§ **WHAT YOU NEED TO DO**
Copy the listing below word for word, beginning at the line containing "Could you point out where the weathered" and continuing through the line containing "Could you point out where the wispy", with both of those lines included.

§ **RECORDED INFORMATION**
□ □ □ □ □

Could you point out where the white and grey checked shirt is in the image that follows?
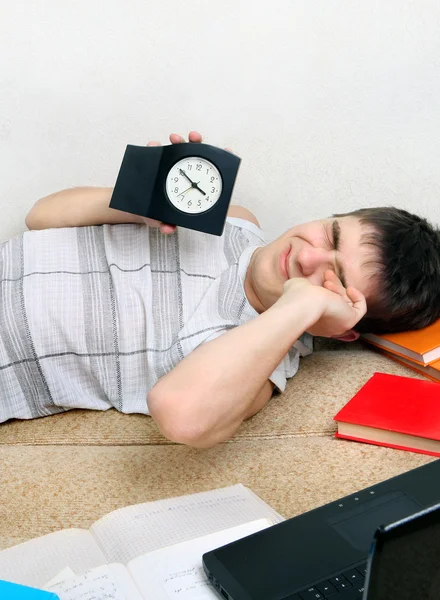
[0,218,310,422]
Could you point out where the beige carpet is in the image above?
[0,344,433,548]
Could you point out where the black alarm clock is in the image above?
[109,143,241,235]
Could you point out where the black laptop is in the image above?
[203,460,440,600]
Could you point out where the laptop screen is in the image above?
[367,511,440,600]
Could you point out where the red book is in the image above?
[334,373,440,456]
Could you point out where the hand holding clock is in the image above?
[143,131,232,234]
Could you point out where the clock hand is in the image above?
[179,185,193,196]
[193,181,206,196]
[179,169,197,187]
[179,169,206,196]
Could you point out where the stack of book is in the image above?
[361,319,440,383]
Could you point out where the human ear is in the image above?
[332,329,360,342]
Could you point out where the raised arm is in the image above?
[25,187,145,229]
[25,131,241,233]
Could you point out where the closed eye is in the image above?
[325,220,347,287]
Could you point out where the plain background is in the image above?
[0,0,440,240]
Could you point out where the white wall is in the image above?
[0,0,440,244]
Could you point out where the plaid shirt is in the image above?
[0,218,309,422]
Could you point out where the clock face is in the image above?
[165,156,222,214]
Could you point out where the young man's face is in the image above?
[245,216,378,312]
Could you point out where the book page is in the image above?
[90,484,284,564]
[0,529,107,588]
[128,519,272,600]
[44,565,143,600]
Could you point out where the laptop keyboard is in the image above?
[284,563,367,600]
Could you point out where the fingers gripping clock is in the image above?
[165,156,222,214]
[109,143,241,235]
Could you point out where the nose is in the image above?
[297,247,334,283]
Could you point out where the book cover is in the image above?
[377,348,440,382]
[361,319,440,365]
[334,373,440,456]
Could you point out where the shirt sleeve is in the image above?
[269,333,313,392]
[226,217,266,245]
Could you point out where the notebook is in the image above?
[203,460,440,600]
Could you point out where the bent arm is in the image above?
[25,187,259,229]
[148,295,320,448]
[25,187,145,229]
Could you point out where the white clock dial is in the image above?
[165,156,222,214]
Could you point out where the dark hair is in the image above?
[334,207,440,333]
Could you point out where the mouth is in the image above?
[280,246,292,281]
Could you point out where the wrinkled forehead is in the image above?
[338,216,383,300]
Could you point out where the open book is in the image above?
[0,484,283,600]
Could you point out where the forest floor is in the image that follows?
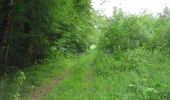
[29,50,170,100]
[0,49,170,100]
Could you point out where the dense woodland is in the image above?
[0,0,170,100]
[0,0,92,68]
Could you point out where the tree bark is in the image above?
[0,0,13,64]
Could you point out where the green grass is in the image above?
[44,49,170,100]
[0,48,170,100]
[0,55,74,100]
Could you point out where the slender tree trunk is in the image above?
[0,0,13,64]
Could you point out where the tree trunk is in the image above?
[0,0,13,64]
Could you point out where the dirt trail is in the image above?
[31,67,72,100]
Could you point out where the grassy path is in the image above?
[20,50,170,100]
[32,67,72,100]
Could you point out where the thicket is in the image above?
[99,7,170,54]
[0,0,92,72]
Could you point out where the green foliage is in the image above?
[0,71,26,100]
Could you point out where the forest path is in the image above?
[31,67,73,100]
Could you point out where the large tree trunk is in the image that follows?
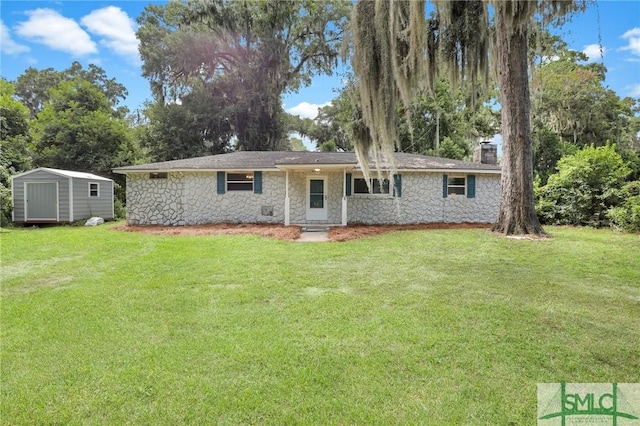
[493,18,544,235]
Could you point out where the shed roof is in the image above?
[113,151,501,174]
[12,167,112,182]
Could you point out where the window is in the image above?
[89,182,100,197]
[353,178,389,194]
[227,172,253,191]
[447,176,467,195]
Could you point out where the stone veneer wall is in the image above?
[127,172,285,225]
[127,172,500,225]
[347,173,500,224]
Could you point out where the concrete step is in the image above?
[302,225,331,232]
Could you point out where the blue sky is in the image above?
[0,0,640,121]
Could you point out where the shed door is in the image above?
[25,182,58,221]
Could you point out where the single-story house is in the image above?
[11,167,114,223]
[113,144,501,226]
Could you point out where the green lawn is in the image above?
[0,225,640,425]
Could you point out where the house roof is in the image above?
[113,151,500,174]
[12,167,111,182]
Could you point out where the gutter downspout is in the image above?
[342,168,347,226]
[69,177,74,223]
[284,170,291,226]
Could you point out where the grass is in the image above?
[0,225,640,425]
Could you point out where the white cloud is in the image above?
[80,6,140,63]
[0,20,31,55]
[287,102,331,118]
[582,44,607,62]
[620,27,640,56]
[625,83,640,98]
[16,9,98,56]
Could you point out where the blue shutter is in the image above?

□ □ □ □ □

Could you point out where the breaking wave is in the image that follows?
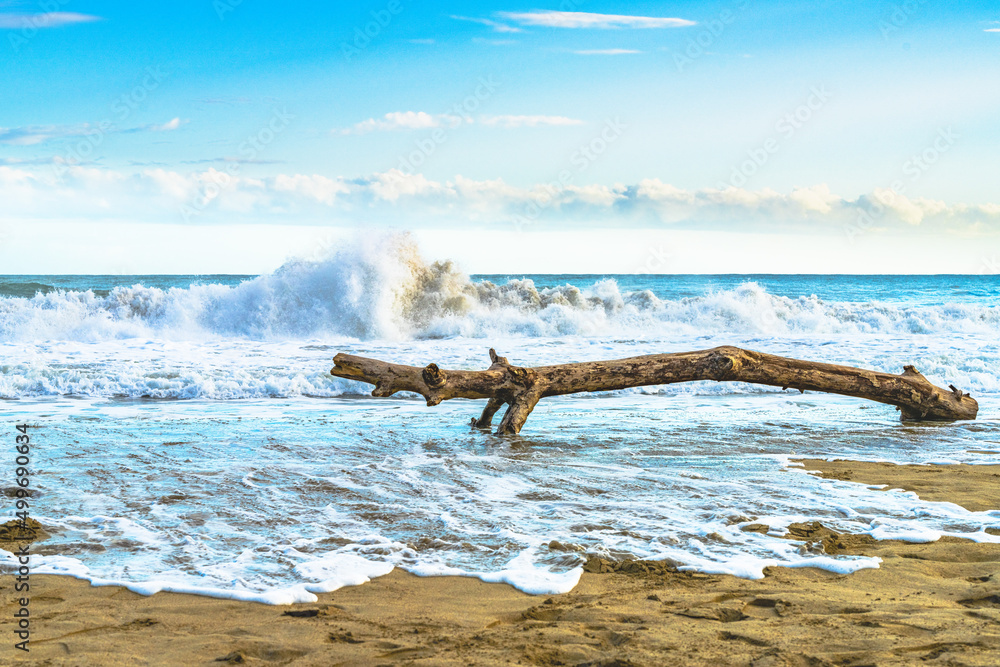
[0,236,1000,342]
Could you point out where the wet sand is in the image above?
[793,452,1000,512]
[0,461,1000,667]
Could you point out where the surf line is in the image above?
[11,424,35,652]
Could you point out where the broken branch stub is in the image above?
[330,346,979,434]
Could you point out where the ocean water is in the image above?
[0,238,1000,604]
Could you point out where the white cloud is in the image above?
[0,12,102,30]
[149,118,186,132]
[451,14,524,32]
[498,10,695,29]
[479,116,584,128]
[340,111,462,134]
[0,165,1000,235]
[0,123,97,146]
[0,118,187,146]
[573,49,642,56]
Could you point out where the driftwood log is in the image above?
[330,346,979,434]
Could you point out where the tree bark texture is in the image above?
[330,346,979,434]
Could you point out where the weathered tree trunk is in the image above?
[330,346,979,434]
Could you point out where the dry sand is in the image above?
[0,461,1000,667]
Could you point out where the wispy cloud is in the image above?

□ □ □ □ □

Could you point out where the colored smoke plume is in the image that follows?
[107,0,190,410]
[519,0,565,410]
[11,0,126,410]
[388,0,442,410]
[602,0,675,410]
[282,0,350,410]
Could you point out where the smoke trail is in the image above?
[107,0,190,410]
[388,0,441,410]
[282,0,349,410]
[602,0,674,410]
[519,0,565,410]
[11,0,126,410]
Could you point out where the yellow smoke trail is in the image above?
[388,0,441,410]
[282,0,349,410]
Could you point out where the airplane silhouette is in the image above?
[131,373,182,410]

□ □ □ □ □

§ **PROBLEM SOLUTION**
Could you point out where the weathered tree trunk is in the image above?
[330,346,979,434]
Could you point out where the dry sand is in the image above?
[0,461,1000,667]
Could you point out where the wispy cloud is in the image above?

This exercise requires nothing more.